## 抜粋文
ここで、兵庫の代表的な業績と言われる嘉瀬川の「石井樋[いしいび]」について見てみよう。

嘉瀬川は、花崗岩山地である北山の峡谷から奔流して、おびただしい土砂を搬送しながら天井川をなし、たびたび堤防を決壊させる暴れ川であった。

彼は、かつて嘉瀬川の流路であった多布施[たぶせ]川に着目し、土砂を排除した上水のみを城下町まで引いてくる計画を立てた。


嘉瀬川本流に堰[せき](大井手)を設け、上流の川幅を広くして水勢を和らげる。さらに兵庫アラコで流心を導き、土砂を堰の前に沈殿させながら象の鼻、天狗の鼻といった曲部で流速を落として上水のみを多布施川に流入させるという巧妙な仕組みである。余水は岸川作水として農地に導いている。


今も嘉瀬川は上流部ほど広くなっており、洪水によって堰が破壊されないよう遊水池や竹林を設け、堤防も右岸を低くして、霞堤[かすみてい]の役割を持たせるなど、いわゆる氾濫治水工法を用いている。

この石井樋は、城下町用水としての役割が第一であったが、彼の工法の巧みさが嘉瀬川そのものの流れを安定させ、石井樋以外の13ヵ所の取水も可能となるなど、後世にいたるまで、佐賀平野に限りない恩恵を与え続けてきた。


この石井樋は、近代工事によって役割を終える昭和まで、実に333年間、現役であり続けた。日本土木史上の傑作といわれる所以[ゆえん]である。

これは兵庫の業績のほんの一例に過ぎない。彼の仕事には、随所にこうした独創的な工夫が見られる。

そして、特筆すべきは、こうした施設を造るたび、関係する村々に番水[ばんすい]の順序、時間、使用料など厳格な用水統制を敷いていったことである。


自然の力に逆らわぬ工法とそれを維持管理する人間の厳しい秩序。いわば水土に関する人間の「知」の育成と継承こそが彼の業績を数百年間も現役たらしめた最大の要因ではなかろうか。

## 作業項目 1
下のレコードで文字列「approximate」を含む行を数え、その数だけを答えてください。大文字と小文字は区別する。

## 元データ
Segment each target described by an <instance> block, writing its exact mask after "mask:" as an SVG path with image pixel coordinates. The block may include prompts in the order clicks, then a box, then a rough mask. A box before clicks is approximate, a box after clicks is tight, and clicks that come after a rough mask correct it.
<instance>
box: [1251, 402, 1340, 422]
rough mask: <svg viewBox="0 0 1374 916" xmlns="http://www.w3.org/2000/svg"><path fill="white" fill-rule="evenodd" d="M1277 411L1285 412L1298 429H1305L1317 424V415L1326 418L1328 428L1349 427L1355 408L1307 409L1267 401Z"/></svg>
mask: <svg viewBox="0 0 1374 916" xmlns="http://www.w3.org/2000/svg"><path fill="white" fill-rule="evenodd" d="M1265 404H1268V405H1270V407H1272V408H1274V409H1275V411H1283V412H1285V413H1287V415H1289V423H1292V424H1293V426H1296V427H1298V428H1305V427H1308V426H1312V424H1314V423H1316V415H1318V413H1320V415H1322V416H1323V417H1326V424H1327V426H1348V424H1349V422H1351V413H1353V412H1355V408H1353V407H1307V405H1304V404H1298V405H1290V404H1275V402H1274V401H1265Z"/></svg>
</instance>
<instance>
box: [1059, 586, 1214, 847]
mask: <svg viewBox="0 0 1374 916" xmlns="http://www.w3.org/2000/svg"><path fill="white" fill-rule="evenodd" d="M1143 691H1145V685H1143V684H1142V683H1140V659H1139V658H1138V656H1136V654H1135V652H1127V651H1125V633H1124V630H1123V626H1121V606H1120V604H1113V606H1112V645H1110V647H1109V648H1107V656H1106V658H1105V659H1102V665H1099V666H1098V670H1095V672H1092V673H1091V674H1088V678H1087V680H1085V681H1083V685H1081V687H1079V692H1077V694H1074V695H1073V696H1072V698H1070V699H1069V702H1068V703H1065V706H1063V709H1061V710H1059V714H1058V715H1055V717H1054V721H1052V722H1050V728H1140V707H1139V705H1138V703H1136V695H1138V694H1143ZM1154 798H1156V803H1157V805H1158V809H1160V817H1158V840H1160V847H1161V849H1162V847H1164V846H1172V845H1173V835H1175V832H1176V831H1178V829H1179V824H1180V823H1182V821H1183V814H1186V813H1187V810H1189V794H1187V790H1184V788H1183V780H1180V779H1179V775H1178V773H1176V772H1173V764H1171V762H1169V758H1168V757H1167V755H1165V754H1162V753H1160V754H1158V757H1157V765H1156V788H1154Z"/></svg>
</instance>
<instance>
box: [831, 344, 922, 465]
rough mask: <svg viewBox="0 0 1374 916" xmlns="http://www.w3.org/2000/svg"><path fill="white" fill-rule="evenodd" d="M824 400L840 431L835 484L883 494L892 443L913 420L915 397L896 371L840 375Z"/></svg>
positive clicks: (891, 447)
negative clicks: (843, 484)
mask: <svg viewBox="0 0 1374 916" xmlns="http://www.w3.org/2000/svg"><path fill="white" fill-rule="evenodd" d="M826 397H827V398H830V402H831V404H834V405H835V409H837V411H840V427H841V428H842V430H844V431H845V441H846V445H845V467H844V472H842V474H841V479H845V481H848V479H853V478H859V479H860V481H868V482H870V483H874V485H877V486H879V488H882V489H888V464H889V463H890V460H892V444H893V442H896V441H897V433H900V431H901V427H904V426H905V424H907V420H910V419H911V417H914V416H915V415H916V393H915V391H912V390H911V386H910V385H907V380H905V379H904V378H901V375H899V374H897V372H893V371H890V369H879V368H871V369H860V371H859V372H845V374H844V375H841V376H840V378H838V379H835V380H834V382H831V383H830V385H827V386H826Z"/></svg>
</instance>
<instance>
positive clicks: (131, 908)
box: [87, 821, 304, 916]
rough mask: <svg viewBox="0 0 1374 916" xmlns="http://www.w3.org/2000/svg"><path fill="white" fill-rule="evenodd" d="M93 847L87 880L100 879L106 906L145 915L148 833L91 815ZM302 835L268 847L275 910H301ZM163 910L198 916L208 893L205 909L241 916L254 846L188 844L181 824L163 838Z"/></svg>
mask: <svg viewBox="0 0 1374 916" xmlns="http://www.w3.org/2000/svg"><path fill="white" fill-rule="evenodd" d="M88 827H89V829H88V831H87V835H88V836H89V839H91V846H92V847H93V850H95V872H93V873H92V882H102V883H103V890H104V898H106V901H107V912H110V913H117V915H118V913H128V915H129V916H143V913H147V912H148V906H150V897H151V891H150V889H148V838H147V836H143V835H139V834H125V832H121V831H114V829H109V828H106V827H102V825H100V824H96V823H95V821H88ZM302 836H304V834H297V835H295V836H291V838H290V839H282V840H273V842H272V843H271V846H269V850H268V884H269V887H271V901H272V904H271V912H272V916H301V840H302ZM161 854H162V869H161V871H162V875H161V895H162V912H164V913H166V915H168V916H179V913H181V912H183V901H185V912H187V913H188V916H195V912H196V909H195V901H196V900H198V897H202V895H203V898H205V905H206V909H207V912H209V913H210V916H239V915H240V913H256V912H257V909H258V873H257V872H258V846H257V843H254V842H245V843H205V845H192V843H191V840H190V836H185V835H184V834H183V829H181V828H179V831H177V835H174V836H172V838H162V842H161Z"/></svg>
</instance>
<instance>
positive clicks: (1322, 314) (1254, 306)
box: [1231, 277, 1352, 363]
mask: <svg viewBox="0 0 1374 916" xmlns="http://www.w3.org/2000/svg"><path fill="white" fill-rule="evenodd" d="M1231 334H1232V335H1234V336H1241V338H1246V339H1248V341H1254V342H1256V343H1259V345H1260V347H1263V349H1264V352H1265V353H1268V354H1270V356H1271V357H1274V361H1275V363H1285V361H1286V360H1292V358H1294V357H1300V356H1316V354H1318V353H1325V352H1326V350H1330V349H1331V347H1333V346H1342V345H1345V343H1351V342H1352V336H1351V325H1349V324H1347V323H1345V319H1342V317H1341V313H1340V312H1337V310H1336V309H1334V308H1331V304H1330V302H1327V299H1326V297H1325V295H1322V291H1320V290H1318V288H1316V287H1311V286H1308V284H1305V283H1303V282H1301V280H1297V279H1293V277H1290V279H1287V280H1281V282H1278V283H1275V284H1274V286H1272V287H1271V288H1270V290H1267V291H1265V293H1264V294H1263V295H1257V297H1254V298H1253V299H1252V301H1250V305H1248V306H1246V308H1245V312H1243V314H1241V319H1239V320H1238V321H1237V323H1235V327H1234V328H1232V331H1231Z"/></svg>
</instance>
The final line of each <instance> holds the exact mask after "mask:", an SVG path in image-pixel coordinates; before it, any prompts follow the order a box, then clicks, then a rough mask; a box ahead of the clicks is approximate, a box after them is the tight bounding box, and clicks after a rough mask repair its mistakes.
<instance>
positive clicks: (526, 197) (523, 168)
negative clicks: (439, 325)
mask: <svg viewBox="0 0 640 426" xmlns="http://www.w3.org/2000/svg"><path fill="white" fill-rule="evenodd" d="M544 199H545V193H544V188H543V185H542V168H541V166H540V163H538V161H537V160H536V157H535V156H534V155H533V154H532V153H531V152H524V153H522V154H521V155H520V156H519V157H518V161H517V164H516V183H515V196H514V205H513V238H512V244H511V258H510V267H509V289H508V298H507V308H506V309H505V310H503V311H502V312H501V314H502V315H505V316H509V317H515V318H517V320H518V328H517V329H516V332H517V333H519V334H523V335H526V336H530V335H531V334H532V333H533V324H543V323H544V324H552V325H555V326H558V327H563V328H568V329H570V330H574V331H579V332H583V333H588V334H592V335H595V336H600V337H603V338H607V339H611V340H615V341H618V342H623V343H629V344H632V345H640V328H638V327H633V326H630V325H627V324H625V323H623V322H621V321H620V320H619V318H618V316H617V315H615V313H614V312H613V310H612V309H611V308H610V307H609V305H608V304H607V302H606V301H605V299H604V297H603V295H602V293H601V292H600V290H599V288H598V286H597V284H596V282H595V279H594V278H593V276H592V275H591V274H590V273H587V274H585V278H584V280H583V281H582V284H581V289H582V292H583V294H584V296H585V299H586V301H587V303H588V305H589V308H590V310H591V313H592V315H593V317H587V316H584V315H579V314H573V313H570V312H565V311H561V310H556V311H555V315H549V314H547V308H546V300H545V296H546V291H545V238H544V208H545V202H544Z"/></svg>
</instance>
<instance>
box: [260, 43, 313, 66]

## 作業項目 2
上の石井樋についての抜粋文を、全文そのまま一字も変えずに出力せよ。

## 期待される出力 1
2

## 期待される出力 2
ここで、兵庫の代表的な業績と言われる嘉瀬川の「石井樋[いしいび]」について見てみよう。

嘉瀬川は、花崗岩山地である北山の峡谷から奔流して、おびただしい土砂を搬送しながら天井川をなし、たびたび堤防を決壊させる暴れ川であった。

彼は、かつて嘉瀬川の流路であった多布施[たぶせ]川に着目し、土砂を排除した上水のみを城下町まで引いてくる計画を立てた。


嘉瀬川本流に堰[せき](大井手)を設け、上流の川幅を広くして水勢を和らげる。さらに兵庫アラコで流心を導き、土砂を堰の前に沈殿させながら象の鼻、天狗の鼻といった曲部で流速を落として上水のみを多布施川に流入させるという巧妙な仕組みである。余水は岸川作水として農地に導いている。


今も嘉瀬川は上流部ほど広くなっており、洪水によって堰が破壊されないよう遊水池や竹林を設け、堤防も右岸を低くして、霞堤[かすみてい]の役割を持たせるなど、いわゆる氾濫治水工法を用いている。

この石井樋は、城下町用水としての役割が第一であったが、彼の工法の巧みさが嘉瀬川そのものの流れを安定させ、石井樋以外の13ヵ所の取水も可能となるなど、後世にいたるまで、佐賀平野に限りない恩恵を与え続けてきた。


この石井樋は、近代工事によって役割を終える昭和まで、実に333年間、現役であり続けた。日本土木史上の傑作といわれる所以[ゆえん]である。

これは兵庫の業績のほんの一例に過ぎない。彼の仕事には、随所にこうした独創的な工夫が見られる。

そして、特筆すべきは、こうした施設を造るたび、関係する村々に番水[ばんすい]の順序、時間、使用料など厳格な用水統制を敷いていったことである。


自然の力に逆らわぬ工法とそれを維持管理する人間の厳しい秩序。いわば水土に関する人間の「知」の育成と継承こそが彼の業績を数百年間も現役たらしめた最大の要因ではなかろうか。